EXERCISE INPUT.
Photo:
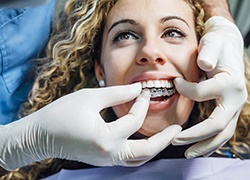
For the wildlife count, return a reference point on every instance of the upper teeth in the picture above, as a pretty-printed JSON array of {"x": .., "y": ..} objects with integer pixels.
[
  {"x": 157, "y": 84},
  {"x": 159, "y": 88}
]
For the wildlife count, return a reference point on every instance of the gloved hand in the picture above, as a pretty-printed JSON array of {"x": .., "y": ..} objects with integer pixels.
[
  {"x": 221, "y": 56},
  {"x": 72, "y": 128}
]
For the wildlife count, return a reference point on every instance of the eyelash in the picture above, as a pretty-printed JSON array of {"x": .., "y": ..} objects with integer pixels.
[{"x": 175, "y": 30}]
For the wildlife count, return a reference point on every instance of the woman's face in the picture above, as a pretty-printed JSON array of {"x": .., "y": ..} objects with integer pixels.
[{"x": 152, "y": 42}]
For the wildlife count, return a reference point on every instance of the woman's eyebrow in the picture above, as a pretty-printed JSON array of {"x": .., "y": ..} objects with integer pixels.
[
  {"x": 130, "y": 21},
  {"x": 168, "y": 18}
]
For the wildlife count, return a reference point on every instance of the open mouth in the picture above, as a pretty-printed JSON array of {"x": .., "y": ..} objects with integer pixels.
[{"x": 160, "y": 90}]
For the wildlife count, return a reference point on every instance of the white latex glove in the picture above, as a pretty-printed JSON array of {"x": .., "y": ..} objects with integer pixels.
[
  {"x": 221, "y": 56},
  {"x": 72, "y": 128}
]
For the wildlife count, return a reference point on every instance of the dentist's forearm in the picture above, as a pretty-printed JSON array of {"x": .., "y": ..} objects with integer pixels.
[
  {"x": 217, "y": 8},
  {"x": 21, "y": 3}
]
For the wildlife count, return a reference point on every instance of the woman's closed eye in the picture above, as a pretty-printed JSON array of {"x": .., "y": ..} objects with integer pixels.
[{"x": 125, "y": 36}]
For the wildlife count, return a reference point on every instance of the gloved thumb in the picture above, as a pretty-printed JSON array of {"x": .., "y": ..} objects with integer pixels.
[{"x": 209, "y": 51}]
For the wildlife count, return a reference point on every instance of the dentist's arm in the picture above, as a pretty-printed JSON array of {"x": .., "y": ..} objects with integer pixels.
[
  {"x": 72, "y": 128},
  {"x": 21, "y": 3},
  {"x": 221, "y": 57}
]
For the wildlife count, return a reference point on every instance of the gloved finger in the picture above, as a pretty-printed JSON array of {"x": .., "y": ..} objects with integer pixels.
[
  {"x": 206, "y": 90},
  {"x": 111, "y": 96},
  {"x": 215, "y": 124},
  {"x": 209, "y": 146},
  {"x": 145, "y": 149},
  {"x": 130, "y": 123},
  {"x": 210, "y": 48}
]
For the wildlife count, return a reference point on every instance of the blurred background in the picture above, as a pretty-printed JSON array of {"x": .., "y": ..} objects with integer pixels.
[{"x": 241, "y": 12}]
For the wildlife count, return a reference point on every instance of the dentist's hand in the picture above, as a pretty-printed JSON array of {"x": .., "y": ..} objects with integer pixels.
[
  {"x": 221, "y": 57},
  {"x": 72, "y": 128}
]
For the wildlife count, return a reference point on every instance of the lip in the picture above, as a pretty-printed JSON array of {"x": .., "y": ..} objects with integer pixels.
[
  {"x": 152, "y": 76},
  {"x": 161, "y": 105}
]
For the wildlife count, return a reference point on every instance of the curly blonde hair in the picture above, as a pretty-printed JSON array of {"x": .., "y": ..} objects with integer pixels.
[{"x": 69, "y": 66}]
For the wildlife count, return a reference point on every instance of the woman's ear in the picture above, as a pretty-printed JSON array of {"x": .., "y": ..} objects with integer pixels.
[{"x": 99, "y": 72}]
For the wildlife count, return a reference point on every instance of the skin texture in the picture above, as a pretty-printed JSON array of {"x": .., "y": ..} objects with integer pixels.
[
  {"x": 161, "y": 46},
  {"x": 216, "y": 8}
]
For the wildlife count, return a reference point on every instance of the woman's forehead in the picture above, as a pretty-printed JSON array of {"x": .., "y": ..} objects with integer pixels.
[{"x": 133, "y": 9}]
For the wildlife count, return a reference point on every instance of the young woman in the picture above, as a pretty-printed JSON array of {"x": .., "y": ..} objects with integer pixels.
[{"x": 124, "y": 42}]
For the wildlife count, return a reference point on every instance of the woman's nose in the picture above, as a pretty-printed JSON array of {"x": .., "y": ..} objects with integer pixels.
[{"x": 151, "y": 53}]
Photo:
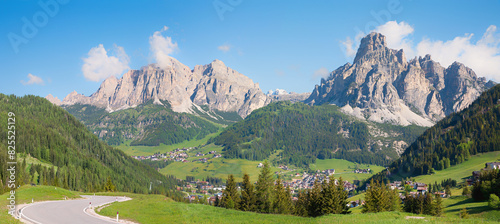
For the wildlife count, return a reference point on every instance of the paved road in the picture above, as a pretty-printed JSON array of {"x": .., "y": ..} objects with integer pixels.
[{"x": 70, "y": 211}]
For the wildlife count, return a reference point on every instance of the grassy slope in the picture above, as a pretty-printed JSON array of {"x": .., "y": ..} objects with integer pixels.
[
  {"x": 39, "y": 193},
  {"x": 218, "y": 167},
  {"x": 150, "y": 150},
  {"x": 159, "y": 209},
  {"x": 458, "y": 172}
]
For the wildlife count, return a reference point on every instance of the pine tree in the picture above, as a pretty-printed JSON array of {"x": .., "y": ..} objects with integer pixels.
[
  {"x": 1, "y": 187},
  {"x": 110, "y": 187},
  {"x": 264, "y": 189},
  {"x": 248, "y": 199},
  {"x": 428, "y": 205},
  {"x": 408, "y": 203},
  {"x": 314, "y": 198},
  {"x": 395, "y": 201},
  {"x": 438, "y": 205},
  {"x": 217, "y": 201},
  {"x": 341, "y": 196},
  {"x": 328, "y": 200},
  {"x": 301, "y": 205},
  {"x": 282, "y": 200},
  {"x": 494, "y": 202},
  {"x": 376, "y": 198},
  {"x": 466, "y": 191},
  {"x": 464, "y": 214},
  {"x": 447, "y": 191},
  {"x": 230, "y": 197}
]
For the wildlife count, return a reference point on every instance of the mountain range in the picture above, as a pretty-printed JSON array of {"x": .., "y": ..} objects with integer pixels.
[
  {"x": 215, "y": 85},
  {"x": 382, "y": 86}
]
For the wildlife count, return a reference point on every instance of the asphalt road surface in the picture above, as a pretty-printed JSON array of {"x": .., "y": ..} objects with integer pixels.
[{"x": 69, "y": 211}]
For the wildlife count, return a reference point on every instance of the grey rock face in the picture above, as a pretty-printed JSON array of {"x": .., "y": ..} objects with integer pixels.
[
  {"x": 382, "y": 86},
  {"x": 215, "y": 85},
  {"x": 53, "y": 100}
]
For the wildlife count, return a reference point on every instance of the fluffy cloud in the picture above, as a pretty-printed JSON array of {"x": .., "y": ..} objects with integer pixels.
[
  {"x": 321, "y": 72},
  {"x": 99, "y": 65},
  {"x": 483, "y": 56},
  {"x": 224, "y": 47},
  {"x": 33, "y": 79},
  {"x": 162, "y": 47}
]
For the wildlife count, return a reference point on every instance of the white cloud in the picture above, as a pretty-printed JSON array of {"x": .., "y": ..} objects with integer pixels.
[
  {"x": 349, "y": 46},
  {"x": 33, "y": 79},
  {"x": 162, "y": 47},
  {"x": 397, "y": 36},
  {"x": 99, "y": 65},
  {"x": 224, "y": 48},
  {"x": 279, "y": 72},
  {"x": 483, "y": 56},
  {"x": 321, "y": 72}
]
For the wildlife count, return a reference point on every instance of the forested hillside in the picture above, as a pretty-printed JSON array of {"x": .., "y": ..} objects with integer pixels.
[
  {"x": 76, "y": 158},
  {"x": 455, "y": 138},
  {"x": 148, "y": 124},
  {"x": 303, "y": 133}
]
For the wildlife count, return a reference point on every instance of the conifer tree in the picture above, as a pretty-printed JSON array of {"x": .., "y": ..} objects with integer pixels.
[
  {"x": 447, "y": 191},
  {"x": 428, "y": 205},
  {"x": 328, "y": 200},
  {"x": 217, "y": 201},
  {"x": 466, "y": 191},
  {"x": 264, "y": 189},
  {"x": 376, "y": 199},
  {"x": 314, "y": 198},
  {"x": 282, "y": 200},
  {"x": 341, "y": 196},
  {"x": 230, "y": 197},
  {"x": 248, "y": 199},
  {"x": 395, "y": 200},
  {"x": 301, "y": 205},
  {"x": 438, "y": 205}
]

EXERCISE DETAILS. Make an exact copy of the lines running from the one with "of the forested" to the last line of the listing, including both ends.

TASK SOLUTION.
For the wildlife count, return a reference point on every instance of the forested hillside in the picture above, as a pretty-printed JSON array of {"x": .., "y": ..} objects with integer pixels.
[
  {"x": 76, "y": 158},
  {"x": 455, "y": 138},
  {"x": 148, "y": 124},
  {"x": 303, "y": 133}
]
For the wildlife count, return a reference point on every instance of the conifer tree in the picture above, as a pretty-printed JSON array of {"x": .., "y": ..} objects with integer pixels.
[
  {"x": 447, "y": 191},
  {"x": 428, "y": 205},
  {"x": 328, "y": 200},
  {"x": 217, "y": 201},
  {"x": 466, "y": 191},
  {"x": 264, "y": 189},
  {"x": 376, "y": 199},
  {"x": 314, "y": 198},
  {"x": 282, "y": 200},
  {"x": 341, "y": 196},
  {"x": 230, "y": 197},
  {"x": 248, "y": 199},
  {"x": 395, "y": 200},
  {"x": 301, "y": 205},
  {"x": 438, "y": 205}
]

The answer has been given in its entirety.